# [Task description]
Every line of the material below is to be printed again exactly.

# [Records for processing]
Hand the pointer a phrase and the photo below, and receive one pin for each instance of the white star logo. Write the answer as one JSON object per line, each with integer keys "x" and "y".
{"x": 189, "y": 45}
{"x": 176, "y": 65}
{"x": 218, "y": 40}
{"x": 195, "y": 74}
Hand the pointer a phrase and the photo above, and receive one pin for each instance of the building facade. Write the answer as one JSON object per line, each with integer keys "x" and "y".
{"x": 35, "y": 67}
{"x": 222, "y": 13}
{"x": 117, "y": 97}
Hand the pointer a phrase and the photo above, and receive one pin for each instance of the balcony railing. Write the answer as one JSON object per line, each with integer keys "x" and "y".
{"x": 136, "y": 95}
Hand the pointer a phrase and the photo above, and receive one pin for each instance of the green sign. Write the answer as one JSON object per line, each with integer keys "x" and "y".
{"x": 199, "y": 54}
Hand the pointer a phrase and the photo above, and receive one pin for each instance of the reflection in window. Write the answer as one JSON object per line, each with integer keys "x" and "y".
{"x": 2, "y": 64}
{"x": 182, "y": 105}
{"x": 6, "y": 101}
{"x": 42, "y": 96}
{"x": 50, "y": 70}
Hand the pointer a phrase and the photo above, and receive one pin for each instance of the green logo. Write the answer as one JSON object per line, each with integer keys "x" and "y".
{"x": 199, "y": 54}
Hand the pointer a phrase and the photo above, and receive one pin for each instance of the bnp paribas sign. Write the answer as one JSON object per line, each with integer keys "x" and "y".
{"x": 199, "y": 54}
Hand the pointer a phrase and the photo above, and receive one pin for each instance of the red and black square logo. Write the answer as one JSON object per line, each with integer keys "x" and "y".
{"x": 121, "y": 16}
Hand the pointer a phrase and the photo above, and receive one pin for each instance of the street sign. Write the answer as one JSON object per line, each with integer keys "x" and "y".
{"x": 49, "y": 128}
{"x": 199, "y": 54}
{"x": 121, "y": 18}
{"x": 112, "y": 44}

# [Task solution]
Hand the pointer a phrase and the photo below, and receive one pin for each instance of the white star logo. Write the answer as one JSON object per line, each with integer keys "x" and "y".
{"x": 189, "y": 45}
{"x": 176, "y": 65}
{"x": 218, "y": 40}
{"x": 195, "y": 74}
Hand the pointer a phrase and the photo above, and receive one pin for each instance of the building facade. Write the answer as one JSON object per line, each with integer keys "x" and "y".
{"x": 35, "y": 67}
{"x": 222, "y": 13}
{"x": 117, "y": 97}
Hand the pointer a phrase and the photo above, and receive one pin for each instance of the balcony railing. Write the answer as one JSON object per line, each with integer keys "x" and "y".
{"x": 136, "y": 95}
Hand the pointer a phrase and the photo above, and receive one pin for each instance of the green sign. Write the answer as one JSON object per line, each with integer keys "x" and "y".
{"x": 199, "y": 54}
Hand the pointer a phrase and the photo above, and receive one pin for each instance of the reflection in window. Write the answer as one JSON object per line, each with integer keys "x" and "y".
{"x": 2, "y": 64}
{"x": 182, "y": 105}
{"x": 6, "y": 101}
{"x": 42, "y": 96}
{"x": 50, "y": 70}
Hand the pointer a phrase and the photo above, and receive one pin for each instance of the green logo. Write the answer as one JSON object per line, each with integer keys "x" and "y".
{"x": 199, "y": 54}
Hand the pointer a phrase and the photo above, and receive one pin for each instance of the bnp paribas sign. Write the answer as one JSON object per line, each with integer keys "x" and "y".
{"x": 199, "y": 54}
Hand the pointer a phrase and the photo above, and receive one pin for each instance of the red and black square logo. Write the answer as one JSON object per line, each with integer keys "x" and "y".
{"x": 121, "y": 16}
Hand the pointer a phrase and the photo above, and receive one pin for each instance of the street sign. Write the answer as one JSON object per line, each with integer keys "x" and "y".
{"x": 49, "y": 128}
{"x": 199, "y": 54}
{"x": 121, "y": 18}
{"x": 112, "y": 44}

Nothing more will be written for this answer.